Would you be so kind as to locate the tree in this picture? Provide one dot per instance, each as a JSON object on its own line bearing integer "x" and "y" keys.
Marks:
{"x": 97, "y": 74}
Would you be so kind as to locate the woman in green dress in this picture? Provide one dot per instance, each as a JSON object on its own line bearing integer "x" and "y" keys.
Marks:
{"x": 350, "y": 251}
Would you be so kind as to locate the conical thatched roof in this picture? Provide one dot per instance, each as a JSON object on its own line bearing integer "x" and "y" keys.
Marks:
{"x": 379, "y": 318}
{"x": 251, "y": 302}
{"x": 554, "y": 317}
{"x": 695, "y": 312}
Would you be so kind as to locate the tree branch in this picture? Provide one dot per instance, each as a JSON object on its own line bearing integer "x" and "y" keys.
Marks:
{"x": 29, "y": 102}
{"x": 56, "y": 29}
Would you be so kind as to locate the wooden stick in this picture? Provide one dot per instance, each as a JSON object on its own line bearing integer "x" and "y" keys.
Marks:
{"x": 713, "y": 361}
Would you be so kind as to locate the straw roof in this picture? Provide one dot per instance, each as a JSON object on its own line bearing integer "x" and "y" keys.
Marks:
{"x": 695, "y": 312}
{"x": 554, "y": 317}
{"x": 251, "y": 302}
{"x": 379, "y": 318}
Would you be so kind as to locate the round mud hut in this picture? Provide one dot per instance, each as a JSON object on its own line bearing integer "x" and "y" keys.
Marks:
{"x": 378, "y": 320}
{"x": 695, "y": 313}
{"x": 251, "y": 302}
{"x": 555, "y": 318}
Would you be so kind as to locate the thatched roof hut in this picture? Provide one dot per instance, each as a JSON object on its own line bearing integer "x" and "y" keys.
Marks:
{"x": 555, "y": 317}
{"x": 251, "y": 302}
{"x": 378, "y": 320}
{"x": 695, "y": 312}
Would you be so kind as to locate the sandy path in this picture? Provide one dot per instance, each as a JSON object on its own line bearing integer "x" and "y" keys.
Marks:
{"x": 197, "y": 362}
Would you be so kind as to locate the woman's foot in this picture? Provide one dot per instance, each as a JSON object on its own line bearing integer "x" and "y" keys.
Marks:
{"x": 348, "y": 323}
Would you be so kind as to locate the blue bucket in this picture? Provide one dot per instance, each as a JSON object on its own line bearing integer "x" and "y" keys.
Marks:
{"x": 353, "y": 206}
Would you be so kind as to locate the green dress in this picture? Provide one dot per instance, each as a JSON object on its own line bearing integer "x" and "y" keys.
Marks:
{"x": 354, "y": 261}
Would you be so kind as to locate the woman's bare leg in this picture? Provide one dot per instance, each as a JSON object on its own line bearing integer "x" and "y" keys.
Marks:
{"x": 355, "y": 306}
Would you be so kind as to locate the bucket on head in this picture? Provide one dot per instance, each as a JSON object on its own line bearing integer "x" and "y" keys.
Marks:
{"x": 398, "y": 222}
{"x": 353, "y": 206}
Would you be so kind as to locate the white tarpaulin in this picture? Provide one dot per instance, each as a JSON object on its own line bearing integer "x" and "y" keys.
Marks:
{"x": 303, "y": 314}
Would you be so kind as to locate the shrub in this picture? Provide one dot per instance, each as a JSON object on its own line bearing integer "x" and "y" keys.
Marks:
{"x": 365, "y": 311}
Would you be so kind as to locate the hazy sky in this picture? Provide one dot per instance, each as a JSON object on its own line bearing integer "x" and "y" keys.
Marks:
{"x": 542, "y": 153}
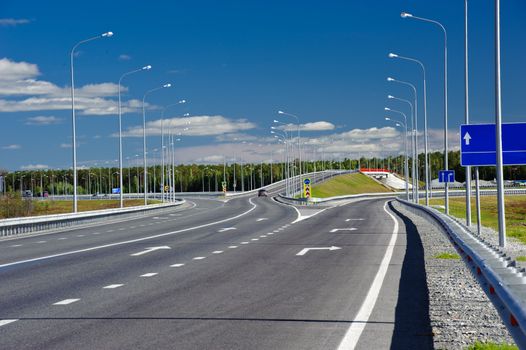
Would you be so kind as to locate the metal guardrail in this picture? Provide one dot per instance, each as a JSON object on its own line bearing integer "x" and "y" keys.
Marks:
{"x": 24, "y": 225}
{"x": 497, "y": 274}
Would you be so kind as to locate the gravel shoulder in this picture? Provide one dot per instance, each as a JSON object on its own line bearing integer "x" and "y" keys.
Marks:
{"x": 459, "y": 310}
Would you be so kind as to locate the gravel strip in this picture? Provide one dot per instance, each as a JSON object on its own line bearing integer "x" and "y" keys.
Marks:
{"x": 459, "y": 310}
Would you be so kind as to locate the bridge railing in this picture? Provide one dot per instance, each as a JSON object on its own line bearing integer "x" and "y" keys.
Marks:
{"x": 498, "y": 275}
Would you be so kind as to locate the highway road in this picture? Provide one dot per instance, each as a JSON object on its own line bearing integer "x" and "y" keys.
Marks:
{"x": 236, "y": 274}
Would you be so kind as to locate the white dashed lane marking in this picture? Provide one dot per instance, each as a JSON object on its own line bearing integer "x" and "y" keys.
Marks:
{"x": 4, "y": 322}
{"x": 149, "y": 274}
{"x": 66, "y": 301}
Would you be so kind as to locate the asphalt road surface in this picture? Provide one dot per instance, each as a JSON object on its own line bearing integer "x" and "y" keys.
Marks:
{"x": 240, "y": 274}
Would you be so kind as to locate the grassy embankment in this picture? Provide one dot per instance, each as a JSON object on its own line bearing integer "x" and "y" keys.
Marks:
{"x": 347, "y": 184}
{"x": 17, "y": 207}
{"x": 515, "y": 213}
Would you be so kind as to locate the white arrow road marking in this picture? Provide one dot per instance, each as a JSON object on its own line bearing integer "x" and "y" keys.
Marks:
{"x": 66, "y": 301}
{"x": 149, "y": 250}
{"x": 306, "y": 250}
{"x": 467, "y": 138}
{"x": 4, "y": 322}
{"x": 150, "y": 274}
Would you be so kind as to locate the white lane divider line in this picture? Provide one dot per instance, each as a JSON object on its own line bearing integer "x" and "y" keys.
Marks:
{"x": 356, "y": 328}
{"x": 254, "y": 206}
{"x": 150, "y": 274}
{"x": 343, "y": 229}
{"x": 4, "y": 322}
{"x": 66, "y": 302}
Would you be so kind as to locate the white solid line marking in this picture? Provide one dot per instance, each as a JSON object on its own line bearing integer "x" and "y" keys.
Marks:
{"x": 254, "y": 206}
{"x": 343, "y": 229}
{"x": 149, "y": 274}
{"x": 66, "y": 301}
{"x": 4, "y": 322}
{"x": 356, "y": 328}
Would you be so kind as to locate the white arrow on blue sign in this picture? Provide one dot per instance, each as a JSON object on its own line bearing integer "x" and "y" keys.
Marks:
{"x": 478, "y": 147}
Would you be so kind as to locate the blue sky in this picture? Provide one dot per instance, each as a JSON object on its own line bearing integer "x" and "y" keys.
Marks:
{"x": 237, "y": 63}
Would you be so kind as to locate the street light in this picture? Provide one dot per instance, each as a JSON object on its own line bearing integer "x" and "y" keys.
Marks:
{"x": 414, "y": 149}
{"x": 408, "y": 15}
{"x": 148, "y": 67}
{"x": 144, "y": 137}
{"x": 398, "y": 123}
{"x": 426, "y": 157}
{"x": 162, "y": 142}
{"x": 73, "y": 118}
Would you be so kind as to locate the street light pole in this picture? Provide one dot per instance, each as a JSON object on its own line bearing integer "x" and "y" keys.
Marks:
{"x": 148, "y": 67}
{"x": 426, "y": 144}
{"x": 73, "y": 117}
{"x": 145, "y": 176}
{"x": 446, "y": 164}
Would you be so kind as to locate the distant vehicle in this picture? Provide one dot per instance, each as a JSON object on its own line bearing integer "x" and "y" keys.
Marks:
{"x": 262, "y": 193}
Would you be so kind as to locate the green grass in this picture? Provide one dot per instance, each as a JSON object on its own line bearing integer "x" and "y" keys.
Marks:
{"x": 447, "y": 256}
{"x": 491, "y": 346}
{"x": 347, "y": 184}
{"x": 515, "y": 213}
{"x": 48, "y": 207}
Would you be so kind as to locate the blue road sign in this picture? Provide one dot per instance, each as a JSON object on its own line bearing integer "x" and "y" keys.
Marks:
{"x": 478, "y": 148}
{"x": 446, "y": 176}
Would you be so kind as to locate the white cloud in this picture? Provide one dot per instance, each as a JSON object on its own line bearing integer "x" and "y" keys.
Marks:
{"x": 314, "y": 126}
{"x": 34, "y": 167}
{"x": 197, "y": 126}
{"x": 11, "y": 147}
{"x": 12, "y": 22}
{"x": 19, "y": 79}
{"x": 43, "y": 120}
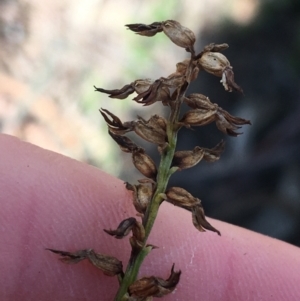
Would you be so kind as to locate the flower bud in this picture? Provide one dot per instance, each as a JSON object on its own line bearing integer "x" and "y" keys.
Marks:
{"x": 199, "y": 220}
{"x": 117, "y": 93}
{"x": 142, "y": 85}
{"x": 199, "y": 101}
{"x": 187, "y": 159}
{"x": 213, "y": 62}
{"x": 125, "y": 144}
{"x": 144, "y": 163}
{"x": 146, "y": 30}
{"x": 213, "y": 154}
{"x": 150, "y": 133}
{"x": 123, "y": 229}
{"x": 109, "y": 265}
{"x": 178, "y": 34}
{"x": 154, "y": 286}
{"x": 198, "y": 117}
{"x": 114, "y": 124}
{"x": 181, "y": 198}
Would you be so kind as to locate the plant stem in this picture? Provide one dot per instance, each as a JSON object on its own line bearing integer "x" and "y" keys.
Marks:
{"x": 136, "y": 259}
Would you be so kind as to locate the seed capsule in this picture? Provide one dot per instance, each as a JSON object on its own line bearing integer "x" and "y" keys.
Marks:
{"x": 178, "y": 34}
{"x": 144, "y": 163}
{"x": 214, "y": 62}
{"x": 182, "y": 198}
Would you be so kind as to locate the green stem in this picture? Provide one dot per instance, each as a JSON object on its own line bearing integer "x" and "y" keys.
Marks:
{"x": 164, "y": 173}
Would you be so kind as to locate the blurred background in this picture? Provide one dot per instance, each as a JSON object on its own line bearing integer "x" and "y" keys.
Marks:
{"x": 53, "y": 52}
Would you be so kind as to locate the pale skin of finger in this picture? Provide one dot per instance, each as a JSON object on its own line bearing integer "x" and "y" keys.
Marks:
{"x": 50, "y": 201}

**Task statement:** Locate the line that contains "Would you be so kind as to locate the flower", then please quote it and every line after it to the end of the entries above, exactly and with nothing else.

**Reply to the task:**
Would you be so kind as to locate the flower bud in this picture? Provide one dot per instance, each as a JSON object on its own line bearing integer "x" and "y" keys.
Marks:
{"x": 199, "y": 220}
{"x": 117, "y": 93}
{"x": 142, "y": 85}
{"x": 199, "y": 101}
{"x": 187, "y": 159}
{"x": 213, "y": 62}
{"x": 125, "y": 144}
{"x": 144, "y": 163}
{"x": 146, "y": 30}
{"x": 213, "y": 154}
{"x": 150, "y": 133}
{"x": 123, "y": 229}
{"x": 109, "y": 265}
{"x": 178, "y": 34}
{"x": 154, "y": 286}
{"x": 198, "y": 117}
{"x": 114, "y": 124}
{"x": 181, "y": 198}
Would you be so kind as to locate the plant stem in this picture? Provide one dot per instance, each as a JSON object on its own line bearing integer "x" and "y" keys.
Marks:
{"x": 136, "y": 259}
Would you be so kind as to locate the seed capsule in this picture? Provide one dot per instance, each as a JSON object on its own line bearing integer "x" and "y" keys.
Marks:
{"x": 178, "y": 34}
{"x": 144, "y": 163}
{"x": 214, "y": 62}
{"x": 182, "y": 198}
Would you be so kind as to locate the green stem in this picture? Provide one dot per instance, each as a JSON object on its own line bearing integer "x" and "y" keys.
Marks:
{"x": 164, "y": 173}
Would you be so kind as to locate the blurred background in this picture? Provide one dot per instance, each as a JSON object on its own line bearing integer "x" and "y" keys.
Marks:
{"x": 53, "y": 52}
Would you be so kind as to locate the pale skin of finger in this picture? Provide one dot per instance, each as a JSON object on its own line bearing integer "x" and "y" keys.
Marks:
{"x": 50, "y": 201}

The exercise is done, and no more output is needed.